* Begin ITEMS *
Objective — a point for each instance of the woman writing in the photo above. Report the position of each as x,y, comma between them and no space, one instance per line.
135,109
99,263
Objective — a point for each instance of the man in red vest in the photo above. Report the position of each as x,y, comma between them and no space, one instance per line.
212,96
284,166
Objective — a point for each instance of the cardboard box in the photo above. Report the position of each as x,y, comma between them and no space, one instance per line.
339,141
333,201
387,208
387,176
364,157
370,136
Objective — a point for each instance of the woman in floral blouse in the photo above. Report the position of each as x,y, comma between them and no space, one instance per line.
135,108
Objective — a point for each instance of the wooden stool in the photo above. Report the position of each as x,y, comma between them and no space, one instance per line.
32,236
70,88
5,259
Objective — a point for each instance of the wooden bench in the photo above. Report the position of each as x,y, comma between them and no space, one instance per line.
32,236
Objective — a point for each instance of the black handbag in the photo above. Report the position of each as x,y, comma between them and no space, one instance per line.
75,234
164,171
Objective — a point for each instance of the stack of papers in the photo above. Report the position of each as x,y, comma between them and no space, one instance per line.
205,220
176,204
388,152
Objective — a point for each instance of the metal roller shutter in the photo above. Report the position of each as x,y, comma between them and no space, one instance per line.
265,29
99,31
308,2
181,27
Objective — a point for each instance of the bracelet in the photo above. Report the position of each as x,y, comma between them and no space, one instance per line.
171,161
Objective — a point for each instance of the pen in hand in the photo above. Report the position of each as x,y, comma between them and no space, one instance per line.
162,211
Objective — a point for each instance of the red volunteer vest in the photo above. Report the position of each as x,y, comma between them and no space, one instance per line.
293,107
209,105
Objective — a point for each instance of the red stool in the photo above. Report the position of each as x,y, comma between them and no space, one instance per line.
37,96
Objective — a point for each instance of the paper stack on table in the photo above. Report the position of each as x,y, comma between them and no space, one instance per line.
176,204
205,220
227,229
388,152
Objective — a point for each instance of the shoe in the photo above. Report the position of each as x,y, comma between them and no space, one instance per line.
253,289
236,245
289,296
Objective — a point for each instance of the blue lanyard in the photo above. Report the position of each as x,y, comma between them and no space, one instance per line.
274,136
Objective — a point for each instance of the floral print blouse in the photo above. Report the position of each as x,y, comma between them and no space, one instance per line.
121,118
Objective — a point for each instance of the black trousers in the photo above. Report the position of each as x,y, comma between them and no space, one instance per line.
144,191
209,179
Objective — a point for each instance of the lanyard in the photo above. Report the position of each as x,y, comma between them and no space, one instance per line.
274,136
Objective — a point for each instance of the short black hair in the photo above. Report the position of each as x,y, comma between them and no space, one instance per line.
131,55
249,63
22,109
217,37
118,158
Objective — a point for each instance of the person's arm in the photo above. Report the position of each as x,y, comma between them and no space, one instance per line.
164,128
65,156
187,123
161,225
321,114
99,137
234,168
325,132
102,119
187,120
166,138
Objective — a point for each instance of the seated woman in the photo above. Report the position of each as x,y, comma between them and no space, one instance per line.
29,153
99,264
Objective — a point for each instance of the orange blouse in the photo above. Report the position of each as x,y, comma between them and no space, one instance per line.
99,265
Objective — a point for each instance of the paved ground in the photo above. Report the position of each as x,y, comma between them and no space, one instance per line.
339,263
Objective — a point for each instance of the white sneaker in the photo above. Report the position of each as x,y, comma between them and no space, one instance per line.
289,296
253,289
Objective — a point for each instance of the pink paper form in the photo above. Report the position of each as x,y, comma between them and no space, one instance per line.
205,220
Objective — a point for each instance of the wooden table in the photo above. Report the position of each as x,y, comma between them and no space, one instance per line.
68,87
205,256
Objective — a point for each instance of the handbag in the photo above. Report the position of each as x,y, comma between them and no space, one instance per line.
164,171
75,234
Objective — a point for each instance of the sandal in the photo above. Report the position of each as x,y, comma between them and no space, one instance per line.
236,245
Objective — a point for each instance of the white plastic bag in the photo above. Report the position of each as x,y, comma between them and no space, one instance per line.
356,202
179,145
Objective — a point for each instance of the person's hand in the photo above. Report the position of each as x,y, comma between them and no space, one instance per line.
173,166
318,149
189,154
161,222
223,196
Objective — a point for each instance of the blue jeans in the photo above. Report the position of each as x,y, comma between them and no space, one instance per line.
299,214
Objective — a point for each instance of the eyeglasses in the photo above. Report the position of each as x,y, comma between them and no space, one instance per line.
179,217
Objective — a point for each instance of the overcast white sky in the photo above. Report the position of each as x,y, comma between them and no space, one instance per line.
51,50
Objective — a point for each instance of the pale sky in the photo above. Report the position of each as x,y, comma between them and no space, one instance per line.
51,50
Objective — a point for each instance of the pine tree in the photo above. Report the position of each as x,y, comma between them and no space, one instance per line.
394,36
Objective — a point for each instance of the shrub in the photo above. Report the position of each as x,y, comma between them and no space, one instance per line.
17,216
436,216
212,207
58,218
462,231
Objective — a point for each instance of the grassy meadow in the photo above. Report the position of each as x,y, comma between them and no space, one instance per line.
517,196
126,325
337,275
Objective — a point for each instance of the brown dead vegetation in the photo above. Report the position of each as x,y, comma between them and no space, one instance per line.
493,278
* End ITEMS *
Write out the rows word for word, from the line containing "Objective — a point for each instance of the brown" down to the end of the rows, with both ends included.

Objective — a point for each instance of the brown dead vegetation in the photo above. Report the position of each as x,y, comma between them and no space, one instance per line.
493,278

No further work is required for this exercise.